*** Opening STUDY TEXT ***

Mortgage Protection Insurance: What to Know Before You Buy

If you’re like most people, your house is the biggest investment you’ll ever make in your life. Especially here in our state, even a modest home costs several hundred thousand dollars. It makes sense that you’d want to protect this investment as much as possible. That is why California homeowners insurance is here!

But what happens if something goes wrong, very wrong? Losing the breadwinner of your family isn’t just emotionally devastating, it’s also financially catastrophic. If 2020 has taught us one thing, it is that no one is promised a healthy tomorrow. This is precisely why more and more people are looking into mortgage protection insurance. 

What is Mortgage Protection Insurance (MPI)?

Essentially, mortgage protection insurance (MPI) is a type of life insurance designed to pay off your mortgage if you were to pass away. Some policies also cover mortgage payments for a limited period of time if you become disabled, so you and your family can adjust to the new situation before re-evaluating your living situation. It is important that you don’t confuse MPI with private mortgage insurance (PMI), which protects the lender if you default on the loan. With PMI, your family would still owe the balance of the loan if you passed away.

Mortgage protection insurance means if you or the breadwinner of your family passes away, the family could grieve, adjust, and make some really big decisions before needing to think about the cost of the house. There won’t be an emergency where a large bill is due and no way to pay it so soon after the death of a loved one. You’re providing peace of mind for your family!

*** Closing STUDY TEXT ***
*** Opening PROVIDED RECORDS ***

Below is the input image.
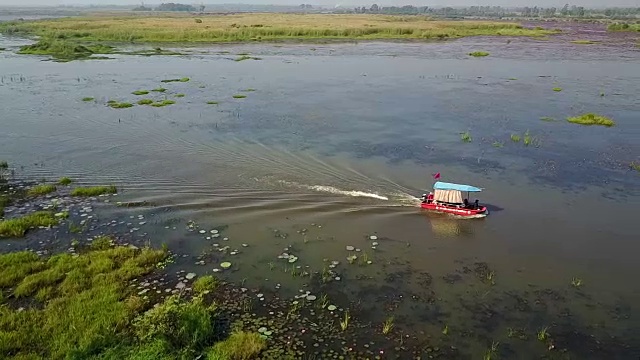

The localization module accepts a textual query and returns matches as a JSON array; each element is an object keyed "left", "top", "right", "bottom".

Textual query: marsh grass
[
  {"left": 233, "top": 55, "right": 262, "bottom": 61},
  {"left": 138, "top": 99, "right": 153, "bottom": 105},
  {"left": 15, "top": 39, "right": 114, "bottom": 61},
  {"left": 151, "top": 100, "right": 176, "bottom": 107},
  {"left": 0, "top": 211, "right": 58, "bottom": 238},
  {"left": 160, "top": 77, "right": 191, "bottom": 83},
  {"left": 108, "top": 102, "right": 133, "bottom": 109},
  {"left": 567, "top": 113, "right": 615, "bottom": 127},
  {"left": 0, "top": 14, "right": 557, "bottom": 43},
  {"left": 469, "top": 51, "right": 490, "bottom": 57},
  {"left": 70, "top": 185, "right": 118, "bottom": 196},
  {"left": 27, "top": 184, "right": 56, "bottom": 196}
]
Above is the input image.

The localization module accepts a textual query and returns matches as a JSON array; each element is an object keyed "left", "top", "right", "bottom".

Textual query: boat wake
[{"left": 278, "top": 180, "right": 389, "bottom": 201}]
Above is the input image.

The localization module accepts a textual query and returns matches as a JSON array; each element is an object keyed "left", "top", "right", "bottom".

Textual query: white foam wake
[{"left": 278, "top": 180, "right": 389, "bottom": 200}]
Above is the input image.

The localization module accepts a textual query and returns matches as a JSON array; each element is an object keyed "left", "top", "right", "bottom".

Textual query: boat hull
[{"left": 420, "top": 202, "right": 489, "bottom": 217}]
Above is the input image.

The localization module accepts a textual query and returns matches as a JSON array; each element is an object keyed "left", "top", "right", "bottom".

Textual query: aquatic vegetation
[
  {"left": 160, "top": 77, "right": 191, "bottom": 83},
  {"left": 537, "top": 327, "right": 549, "bottom": 341},
  {"left": 207, "top": 331, "right": 268, "bottom": 360},
  {"left": 233, "top": 55, "right": 262, "bottom": 61},
  {"left": 138, "top": 99, "right": 153, "bottom": 105},
  {"left": 571, "top": 277, "right": 582, "bottom": 289},
  {"left": 607, "top": 23, "right": 640, "bottom": 32},
  {"left": 340, "top": 310, "right": 351, "bottom": 331},
  {"left": 469, "top": 51, "right": 490, "bottom": 57},
  {"left": 0, "top": 211, "right": 58, "bottom": 238},
  {"left": 567, "top": 113, "right": 615, "bottom": 127},
  {"left": 58, "top": 176, "right": 73, "bottom": 186},
  {"left": 151, "top": 100, "right": 176, "bottom": 107},
  {"left": 382, "top": 316, "right": 393, "bottom": 335},
  {"left": 109, "top": 102, "right": 133, "bottom": 109},
  {"left": 0, "top": 14, "right": 558, "bottom": 43},
  {"left": 27, "top": 184, "right": 56, "bottom": 196},
  {"left": 523, "top": 130, "right": 533, "bottom": 146},
  {"left": 18, "top": 39, "right": 114, "bottom": 61},
  {"left": 70, "top": 185, "right": 118, "bottom": 196}
]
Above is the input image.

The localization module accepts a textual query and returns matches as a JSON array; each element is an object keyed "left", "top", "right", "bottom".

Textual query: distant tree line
[
  {"left": 133, "top": 3, "right": 204, "bottom": 12},
  {"left": 353, "top": 4, "right": 640, "bottom": 19}
]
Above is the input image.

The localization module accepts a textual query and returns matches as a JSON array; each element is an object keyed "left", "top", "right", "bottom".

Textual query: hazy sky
[{"left": 0, "top": 0, "right": 640, "bottom": 7}]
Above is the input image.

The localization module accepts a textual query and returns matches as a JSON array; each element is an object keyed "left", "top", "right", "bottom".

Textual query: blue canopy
[{"left": 433, "top": 181, "right": 482, "bottom": 192}]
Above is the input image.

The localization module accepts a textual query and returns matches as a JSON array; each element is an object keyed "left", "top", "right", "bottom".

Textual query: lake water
[{"left": 0, "top": 23, "right": 640, "bottom": 359}]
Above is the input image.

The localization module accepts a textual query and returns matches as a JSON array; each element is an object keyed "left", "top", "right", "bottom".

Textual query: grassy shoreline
[{"left": 0, "top": 14, "right": 556, "bottom": 43}]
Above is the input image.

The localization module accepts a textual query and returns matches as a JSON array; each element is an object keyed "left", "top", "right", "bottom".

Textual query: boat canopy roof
[{"left": 433, "top": 181, "right": 482, "bottom": 192}]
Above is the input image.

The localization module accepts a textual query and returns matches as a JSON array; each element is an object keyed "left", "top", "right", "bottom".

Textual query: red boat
[{"left": 420, "top": 181, "right": 489, "bottom": 217}]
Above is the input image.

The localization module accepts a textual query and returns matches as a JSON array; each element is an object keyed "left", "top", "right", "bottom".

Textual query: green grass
[
  {"left": 233, "top": 55, "right": 262, "bottom": 61},
  {"left": 71, "top": 185, "right": 118, "bottom": 196},
  {"left": 151, "top": 100, "right": 176, "bottom": 107},
  {"left": 0, "top": 211, "right": 58, "bottom": 237},
  {"left": 0, "top": 247, "right": 175, "bottom": 359},
  {"left": 18, "top": 39, "right": 113, "bottom": 61},
  {"left": 0, "top": 13, "right": 558, "bottom": 43},
  {"left": 607, "top": 23, "right": 640, "bottom": 32},
  {"left": 27, "top": 184, "right": 56, "bottom": 196},
  {"left": 160, "top": 77, "right": 191, "bottom": 83},
  {"left": 108, "top": 101, "right": 133, "bottom": 109},
  {"left": 207, "top": 332, "right": 267, "bottom": 360},
  {"left": 138, "top": 99, "right": 153, "bottom": 105},
  {"left": 469, "top": 51, "right": 490, "bottom": 57},
  {"left": 567, "top": 113, "right": 615, "bottom": 127}
]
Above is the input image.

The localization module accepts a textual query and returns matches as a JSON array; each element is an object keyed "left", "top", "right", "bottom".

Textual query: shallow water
[{"left": 0, "top": 24, "right": 640, "bottom": 358}]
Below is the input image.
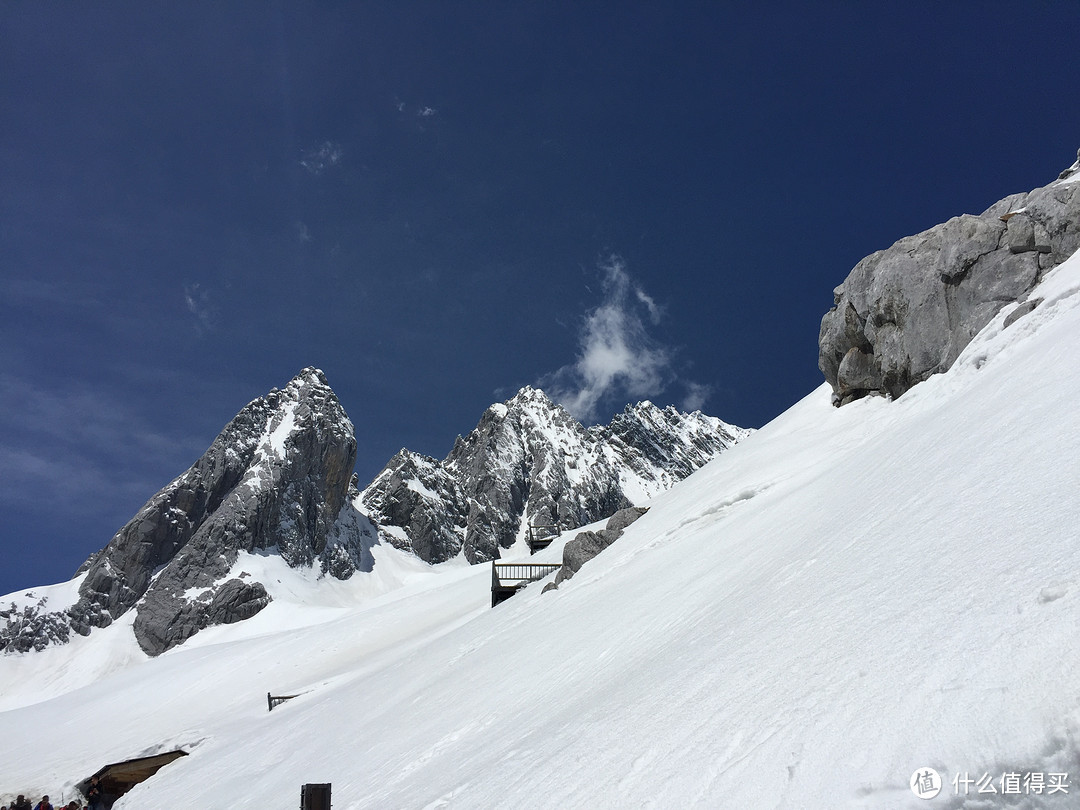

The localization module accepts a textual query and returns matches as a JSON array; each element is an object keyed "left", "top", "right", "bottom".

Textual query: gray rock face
[
  {"left": 543, "top": 507, "right": 649, "bottom": 591},
  {"left": 361, "top": 388, "right": 750, "bottom": 563},
  {"left": 0, "top": 368, "right": 376, "bottom": 654},
  {"left": 362, "top": 448, "right": 469, "bottom": 563},
  {"left": 818, "top": 153, "right": 1080, "bottom": 405}
]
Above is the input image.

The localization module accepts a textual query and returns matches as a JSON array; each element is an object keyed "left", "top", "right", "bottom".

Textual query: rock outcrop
[
  {"left": 818, "top": 151, "right": 1080, "bottom": 405},
  {"left": 543, "top": 507, "right": 649, "bottom": 593},
  {"left": 0, "top": 368, "right": 376, "bottom": 654},
  {"left": 361, "top": 387, "right": 750, "bottom": 563}
]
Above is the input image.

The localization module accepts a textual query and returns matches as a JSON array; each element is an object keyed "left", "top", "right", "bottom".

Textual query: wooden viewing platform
[{"left": 491, "top": 561, "right": 563, "bottom": 607}]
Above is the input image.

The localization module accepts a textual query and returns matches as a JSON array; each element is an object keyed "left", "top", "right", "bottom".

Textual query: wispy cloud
[
  {"left": 0, "top": 374, "right": 205, "bottom": 533},
  {"left": 538, "top": 255, "right": 675, "bottom": 421},
  {"left": 300, "top": 140, "right": 345, "bottom": 176},
  {"left": 184, "top": 282, "right": 217, "bottom": 337},
  {"left": 679, "top": 380, "right": 713, "bottom": 411}
]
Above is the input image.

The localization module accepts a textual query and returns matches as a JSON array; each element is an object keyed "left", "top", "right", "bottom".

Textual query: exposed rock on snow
[
  {"left": 543, "top": 507, "right": 649, "bottom": 591},
  {"left": 0, "top": 368, "right": 375, "bottom": 654},
  {"left": 818, "top": 146, "right": 1080, "bottom": 405},
  {"left": 360, "top": 387, "right": 750, "bottom": 563}
]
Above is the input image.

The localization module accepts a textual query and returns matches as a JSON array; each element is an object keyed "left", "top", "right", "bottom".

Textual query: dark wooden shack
[{"left": 76, "top": 751, "right": 187, "bottom": 808}]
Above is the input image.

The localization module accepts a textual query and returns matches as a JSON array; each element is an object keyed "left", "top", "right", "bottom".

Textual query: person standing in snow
[{"left": 86, "top": 775, "right": 105, "bottom": 810}]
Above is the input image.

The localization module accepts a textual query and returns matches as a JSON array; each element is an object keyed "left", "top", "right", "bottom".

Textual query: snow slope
[{"left": 0, "top": 257, "right": 1080, "bottom": 810}]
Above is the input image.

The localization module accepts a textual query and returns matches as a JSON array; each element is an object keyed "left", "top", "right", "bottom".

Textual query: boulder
[{"left": 818, "top": 153, "right": 1080, "bottom": 405}]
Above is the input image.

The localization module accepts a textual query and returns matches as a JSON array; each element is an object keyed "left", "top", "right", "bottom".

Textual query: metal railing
[{"left": 491, "top": 561, "right": 563, "bottom": 607}]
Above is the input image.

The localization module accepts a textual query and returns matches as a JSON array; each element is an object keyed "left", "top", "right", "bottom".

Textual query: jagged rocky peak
[
  {"left": 818, "top": 147, "right": 1080, "bottom": 405},
  {"left": 0, "top": 368, "right": 375, "bottom": 654},
  {"left": 592, "top": 400, "right": 753, "bottom": 497},
  {"left": 360, "top": 387, "right": 748, "bottom": 563},
  {"left": 357, "top": 448, "right": 468, "bottom": 563}
]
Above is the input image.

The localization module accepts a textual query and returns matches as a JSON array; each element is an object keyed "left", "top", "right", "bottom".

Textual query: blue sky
[{"left": 0, "top": 2, "right": 1080, "bottom": 593}]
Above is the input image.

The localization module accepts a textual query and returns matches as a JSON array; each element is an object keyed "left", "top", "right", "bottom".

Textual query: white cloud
[
  {"left": 184, "top": 282, "right": 216, "bottom": 337},
  {"left": 300, "top": 140, "right": 345, "bottom": 177},
  {"left": 539, "top": 255, "right": 675, "bottom": 421}
]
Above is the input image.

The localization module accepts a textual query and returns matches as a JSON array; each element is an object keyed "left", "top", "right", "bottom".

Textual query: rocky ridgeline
[
  {"left": 0, "top": 368, "right": 748, "bottom": 656},
  {"left": 0, "top": 368, "right": 376, "bottom": 654},
  {"left": 819, "top": 150, "right": 1080, "bottom": 405},
  {"left": 360, "top": 387, "right": 750, "bottom": 563}
]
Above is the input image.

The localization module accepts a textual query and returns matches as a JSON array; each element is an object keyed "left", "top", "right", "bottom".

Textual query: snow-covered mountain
[
  {"left": 0, "top": 368, "right": 376, "bottom": 654},
  {"left": 0, "top": 155, "right": 1080, "bottom": 810},
  {"left": 0, "top": 380, "right": 750, "bottom": 654},
  {"left": 357, "top": 387, "right": 751, "bottom": 563}
]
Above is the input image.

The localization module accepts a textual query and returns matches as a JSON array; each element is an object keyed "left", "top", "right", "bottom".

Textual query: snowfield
[{"left": 0, "top": 250, "right": 1080, "bottom": 810}]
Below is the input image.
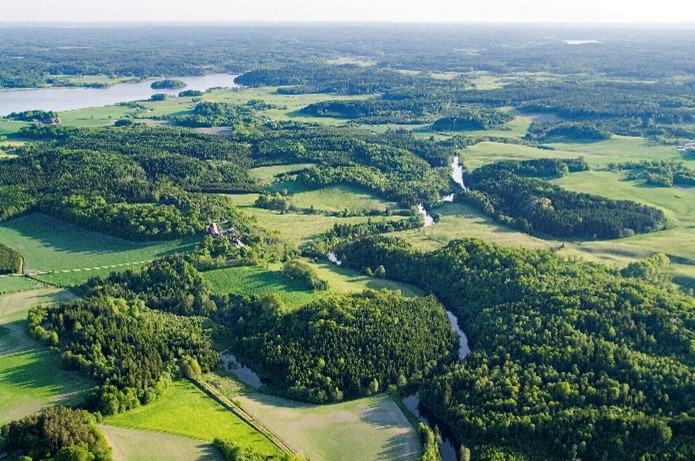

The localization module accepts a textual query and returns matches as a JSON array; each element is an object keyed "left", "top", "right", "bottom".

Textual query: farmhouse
[{"left": 208, "top": 223, "right": 221, "bottom": 237}]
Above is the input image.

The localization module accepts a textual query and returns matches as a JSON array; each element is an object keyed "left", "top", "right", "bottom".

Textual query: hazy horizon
[{"left": 0, "top": 0, "right": 695, "bottom": 26}]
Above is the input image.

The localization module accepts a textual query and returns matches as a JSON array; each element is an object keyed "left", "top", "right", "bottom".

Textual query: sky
[{"left": 0, "top": 0, "right": 695, "bottom": 24}]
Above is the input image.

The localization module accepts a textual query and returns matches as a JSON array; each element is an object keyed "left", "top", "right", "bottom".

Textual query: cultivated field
[
  {"left": 0, "top": 288, "right": 93, "bottom": 425},
  {"left": 104, "top": 381, "right": 279, "bottom": 454},
  {"left": 203, "top": 260, "right": 422, "bottom": 307},
  {"left": 236, "top": 393, "right": 420, "bottom": 461},
  {"left": 0, "top": 213, "right": 195, "bottom": 274},
  {"left": 99, "top": 424, "right": 224, "bottom": 461}
]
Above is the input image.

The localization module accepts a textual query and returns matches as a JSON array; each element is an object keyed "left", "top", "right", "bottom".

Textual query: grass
[
  {"left": 236, "top": 393, "right": 421, "bottom": 461},
  {"left": 104, "top": 381, "right": 280, "bottom": 455},
  {"left": 231, "top": 202, "right": 402, "bottom": 246},
  {"left": 0, "top": 275, "right": 40, "bottom": 294},
  {"left": 203, "top": 261, "right": 422, "bottom": 307},
  {"left": 99, "top": 424, "right": 224, "bottom": 461},
  {"left": 462, "top": 135, "right": 684, "bottom": 169},
  {"left": 249, "top": 163, "right": 314, "bottom": 185},
  {"left": 292, "top": 184, "right": 400, "bottom": 213},
  {"left": 203, "top": 264, "right": 317, "bottom": 307},
  {"left": 554, "top": 171, "right": 695, "bottom": 272},
  {"left": 0, "top": 288, "right": 93, "bottom": 425},
  {"left": 0, "top": 213, "right": 195, "bottom": 274}
]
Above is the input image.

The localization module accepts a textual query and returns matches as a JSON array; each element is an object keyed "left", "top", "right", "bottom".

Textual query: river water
[{"left": 0, "top": 74, "right": 239, "bottom": 116}]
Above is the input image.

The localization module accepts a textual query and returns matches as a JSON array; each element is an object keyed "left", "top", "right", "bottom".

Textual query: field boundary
[{"left": 190, "top": 378, "right": 300, "bottom": 455}]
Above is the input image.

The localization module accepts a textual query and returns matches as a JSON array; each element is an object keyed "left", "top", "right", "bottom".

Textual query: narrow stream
[{"left": 403, "top": 311, "right": 470, "bottom": 461}]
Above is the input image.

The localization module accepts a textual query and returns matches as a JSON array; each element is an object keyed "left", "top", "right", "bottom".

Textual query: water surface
[{"left": 0, "top": 74, "right": 239, "bottom": 116}]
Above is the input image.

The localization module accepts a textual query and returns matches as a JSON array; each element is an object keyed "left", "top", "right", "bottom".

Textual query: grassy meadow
[
  {"left": 0, "top": 288, "right": 93, "bottom": 425},
  {"left": 203, "top": 260, "right": 422, "bottom": 307},
  {"left": 104, "top": 381, "right": 280, "bottom": 455},
  {"left": 235, "top": 393, "right": 421, "bottom": 461},
  {"left": 0, "top": 213, "right": 195, "bottom": 274},
  {"left": 99, "top": 424, "right": 224, "bottom": 461}
]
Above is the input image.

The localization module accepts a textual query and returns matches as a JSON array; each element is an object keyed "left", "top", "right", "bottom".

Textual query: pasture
[
  {"left": 104, "top": 381, "right": 280, "bottom": 455},
  {"left": 0, "top": 288, "right": 93, "bottom": 425},
  {"left": 99, "top": 424, "right": 224, "bottom": 461},
  {"left": 0, "top": 213, "right": 195, "bottom": 274},
  {"left": 203, "top": 260, "right": 422, "bottom": 308},
  {"left": 235, "top": 393, "right": 421, "bottom": 461}
]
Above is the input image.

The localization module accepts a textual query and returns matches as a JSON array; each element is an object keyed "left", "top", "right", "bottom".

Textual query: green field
[
  {"left": 238, "top": 203, "right": 402, "bottom": 246},
  {"left": 0, "top": 213, "right": 195, "bottom": 274},
  {"left": 203, "top": 265, "right": 317, "bottom": 307},
  {"left": 461, "top": 135, "right": 684, "bottom": 169},
  {"left": 235, "top": 393, "right": 421, "bottom": 461},
  {"left": 292, "top": 184, "right": 400, "bottom": 213},
  {"left": 0, "top": 275, "right": 41, "bottom": 294},
  {"left": 203, "top": 261, "right": 422, "bottom": 307},
  {"left": 99, "top": 424, "right": 224, "bottom": 461},
  {"left": 249, "top": 163, "right": 314, "bottom": 185},
  {"left": 0, "top": 288, "right": 93, "bottom": 425},
  {"left": 104, "top": 381, "right": 280, "bottom": 454}
]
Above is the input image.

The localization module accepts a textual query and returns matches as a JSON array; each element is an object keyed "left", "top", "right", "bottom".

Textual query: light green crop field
[
  {"left": 0, "top": 117, "right": 29, "bottom": 135},
  {"left": 203, "top": 87, "right": 372, "bottom": 125},
  {"left": 394, "top": 203, "right": 652, "bottom": 267},
  {"left": 231, "top": 204, "right": 402, "bottom": 246},
  {"left": 35, "top": 264, "right": 133, "bottom": 287},
  {"left": 60, "top": 106, "right": 140, "bottom": 127},
  {"left": 99, "top": 424, "right": 224, "bottom": 461},
  {"left": 235, "top": 393, "right": 421, "bottom": 461},
  {"left": 249, "top": 163, "right": 315, "bottom": 185},
  {"left": 307, "top": 260, "right": 423, "bottom": 296},
  {"left": 203, "top": 260, "right": 422, "bottom": 307},
  {"left": 203, "top": 264, "right": 320, "bottom": 307},
  {"left": 0, "top": 213, "right": 195, "bottom": 274},
  {"left": 461, "top": 135, "right": 689, "bottom": 169},
  {"left": 553, "top": 171, "right": 695, "bottom": 272},
  {"left": 0, "top": 275, "right": 40, "bottom": 294},
  {"left": 0, "top": 288, "right": 94, "bottom": 425},
  {"left": 292, "top": 184, "right": 400, "bottom": 212},
  {"left": 104, "top": 381, "right": 280, "bottom": 454}
]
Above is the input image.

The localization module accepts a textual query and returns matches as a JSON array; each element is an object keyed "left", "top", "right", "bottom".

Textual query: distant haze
[{"left": 0, "top": 0, "right": 695, "bottom": 24}]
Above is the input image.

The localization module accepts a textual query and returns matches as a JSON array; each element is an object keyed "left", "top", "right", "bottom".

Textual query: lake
[{"left": 0, "top": 74, "right": 239, "bottom": 116}]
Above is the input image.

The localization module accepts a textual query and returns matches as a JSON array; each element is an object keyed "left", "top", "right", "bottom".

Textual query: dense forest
[
  {"left": 224, "top": 291, "right": 457, "bottom": 403},
  {"left": 0, "top": 243, "right": 22, "bottom": 274},
  {"left": 457, "top": 159, "right": 666, "bottom": 239},
  {"left": 338, "top": 237, "right": 695, "bottom": 460},
  {"left": 0, "top": 407, "right": 113, "bottom": 461},
  {"left": 80, "top": 257, "right": 456, "bottom": 403}
]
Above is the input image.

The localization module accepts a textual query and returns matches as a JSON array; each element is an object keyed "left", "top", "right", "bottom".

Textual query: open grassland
[
  {"left": 0, "top": 288, "right": 93, "bottom": 425},
  {"left": 249, "top": 163, "right": 314, "bottom": 185},
  {"left": 0, "top": 275, "right": 40, "bottom": 294},
  {"left": 395, "top": 199, "right": 652, "bottom": 267},
  {"left": 99, "top": 424, "right": 224, "bottom": 461},
  {"left": 203, "top": 87, "right": 372, "bottom": 125},
  {"left": 203, "top": 265, "right": 317, "bottom": 307},
  {"left": 236, "top": 393, "right": 420, "bottom": 461},
  {"left": 461, "top": 136, "right": 683, "bottom": 169},
  {"left": 59, "top": 105, "right": 141, "bottom": 127},
  {"left": 292, "top": 184, "right": 399, "bottom": 213},
  {"left": 228, "top": 199, "right": 402, "bottom": 246},
  {"left": 554, "top": 171, "right": 695, "bottom": 274},
  {"left": 203, "top": 261, "right": 422, "bottom": 307},
  {"left": 104, "top": 381, "right": 280, "bottom": 454},
  {"left": 34, "top": 264, "right": 133, "bottom": 287},
  {"left": 0, "top": 213, "right": 195, "bottom": 274}
]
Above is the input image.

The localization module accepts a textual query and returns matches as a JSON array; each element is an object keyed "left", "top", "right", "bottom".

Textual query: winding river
[{"left": 0, "top": 74, "right": 239, "bottom": 116}]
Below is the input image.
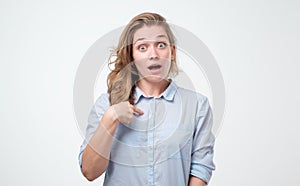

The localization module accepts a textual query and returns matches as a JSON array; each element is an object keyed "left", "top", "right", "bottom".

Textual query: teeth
[{"left": 148, "top": 65, "right": 161, "bottom": 70}]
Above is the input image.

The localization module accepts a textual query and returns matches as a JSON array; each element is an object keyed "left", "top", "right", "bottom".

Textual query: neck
[{"left": 137, "top": 79, "right": 170, "bottom": 97}]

*** Closing PROVIDED RECORDS ***

REQUIREMENT A. According to the mortgage protection insurance text, why is it important not to confuse MPI with private mortgage insurance? Answer in one to three sentences.
REQUIREMENT B. Continue the text on mortgage protection insurance from the point where it ends.
The data has no connection to the text on mortgage protection insurance.

EXERCISE RESPONSE A. Private mortgage insurance protects the lender if the borrower defaults on the loan. With PMI, the family would still owe the loan balance if the homeowner passed away, whereas MPI is designed to pay off the mortgage in that case.

EXERCISE RESPONSE B.
The Benefits of Mortgage Protection Insurance

#1 Guaranteed approval. Even if you’re in poor health or work in a dangerous profession, there is guaranteed approval with no medical exams or lab tests. The same isn’t true for life insurance.

#2 No confusion. The check goes straight to the lender for the exact mortgage balance, so there’ll always be enough and your family won’t have to handle the money.

#3 Disability protection. As stated above, some MPI policies make a few mortgage payments if you become disabled and cannot bring in the same income you were accustomed to.

What’s not so good about MPI?

#1 Lack of flexibility. MPI gives beneficiaries no choice. The insurance pays off the mortgage and nothing else. Remember, your family doesn’t even see the money.

#2 Higher cost. MPI typically costs more than term life insurance. This is especially for healthy, responsible adults. 

#3 Shrinking coverage. As your mortgage balance declines, the policy’s payout declines right along with it. That means you’ll end up paying the same cost for less coverage over time!